▶ **Fragment do przeczytania**
◇ ◇ ◇ ◇ ◇ ◇ ◇

Najnowszy film sygnowany nazwiskiem
Johneggo Deppa porusza nośne i popularne tematy od kilku dekad. Gdzie znajdują się
granice nauki, czy supernowoczesne komputery mogą stać się zagrożeniem dla
ludzkości i czy nigdy naukowcy nie nauczą się, że nie należy eksperymentować na
sobie bo nie kończy się to dobrze? Czemu w obliczu odebrania nam najbliższej
osoby granice są łamane i bohaterowie postanawiają oszukać śmierć?
Konsekwencje działań super inteligentnych
maszyn mogliśmy zobaczyć Terminatorze,
Matrixie i Resident Evil,
rozważania na temat samoświadomości i granicy między tym co jest maszyną a co
ludzkie były poruszane w I.A sztuczna inteligencja,
Człowieku przyszłości. Odzwierciedlenie
świadomości ludzkiej za pomocą programu mogliśmy nawet zobaczyć w najnowszym Supermanie, a problem odróżnienia
programu od prawdziwej świadomości został poruszany w najnowszym filmie Spike`a
Jonze`a nominowanym w tym roku do Oscara (Ona).
Nie raz nie dwa widzieliśmy jak naukowcy postanawiają pomimo zakazów wypróbować
na sobie najnowszy lek czy nowoczesną technologię i łamią zasady zbyt etyki i
procedur wdrążając swoje teorie naukowe (Patrz Geneza Planety małp –wątek wypróbowania leku na chorym ojcu, Istota – kontynuowanie badań pomimo zamknięcia
projektu, Spiderman – wątek Jaszczura
i innych „przeciwników pajęczaka). Człowiek nie powinien bawić się w Boga i przekraczać pewnych granic (kłania się mit
Frankensteina).

◇ ◇ ◇ ◇ ◇ ◇ ◇

[Rekordy źródłowe]
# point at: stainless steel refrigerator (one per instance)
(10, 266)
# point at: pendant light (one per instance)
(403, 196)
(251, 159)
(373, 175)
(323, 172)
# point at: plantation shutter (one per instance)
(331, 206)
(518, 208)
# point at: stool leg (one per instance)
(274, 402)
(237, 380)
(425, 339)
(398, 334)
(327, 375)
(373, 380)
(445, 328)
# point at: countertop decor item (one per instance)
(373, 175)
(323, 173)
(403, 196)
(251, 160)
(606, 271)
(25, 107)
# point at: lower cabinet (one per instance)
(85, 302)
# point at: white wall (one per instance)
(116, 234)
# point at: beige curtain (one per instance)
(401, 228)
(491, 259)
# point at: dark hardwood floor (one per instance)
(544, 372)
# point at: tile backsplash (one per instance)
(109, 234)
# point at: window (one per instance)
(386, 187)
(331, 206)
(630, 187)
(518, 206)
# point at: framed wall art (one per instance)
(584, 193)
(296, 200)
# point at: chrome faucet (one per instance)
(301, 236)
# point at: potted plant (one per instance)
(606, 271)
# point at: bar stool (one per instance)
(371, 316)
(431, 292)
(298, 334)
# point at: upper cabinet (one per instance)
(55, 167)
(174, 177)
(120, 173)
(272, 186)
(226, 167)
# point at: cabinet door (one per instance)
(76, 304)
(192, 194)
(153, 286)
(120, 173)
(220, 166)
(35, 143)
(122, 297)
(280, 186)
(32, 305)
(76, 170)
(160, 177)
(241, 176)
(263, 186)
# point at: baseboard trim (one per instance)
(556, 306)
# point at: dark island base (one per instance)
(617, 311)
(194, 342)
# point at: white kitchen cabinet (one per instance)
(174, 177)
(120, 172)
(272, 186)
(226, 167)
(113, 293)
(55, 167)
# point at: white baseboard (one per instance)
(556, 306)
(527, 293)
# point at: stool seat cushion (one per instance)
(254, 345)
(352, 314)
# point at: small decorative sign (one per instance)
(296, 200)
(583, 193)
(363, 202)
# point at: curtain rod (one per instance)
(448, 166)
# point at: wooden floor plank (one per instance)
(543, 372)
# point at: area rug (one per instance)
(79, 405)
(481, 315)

◇ ◇ ◇ ◇ ◇ ◇ ◇

▶ **Wymagania zadania**
Odpowiedz na pytania do tekstu o filmie:
1. W jakich filmach można było zobaczyć konsekwencje działań superinteligentnych maszyn?
2. Który film nominowany w tym roku do Oscara poruszał problem odróżnienia programu od prawdziwej świadomości?
3. Na jaki mit powołuje się tekst, pisząc, że człowiek nie powinien bawić się w Boga?
Opieraj się wyłącznie na tekście.

▶ **Wynik poniżej**
1. W „Terminatorze”, „Matriksie” i „Resident Evil”.
2. Film Spike'a Jonze'a „Ona”.
3. Na mit Frankensteina.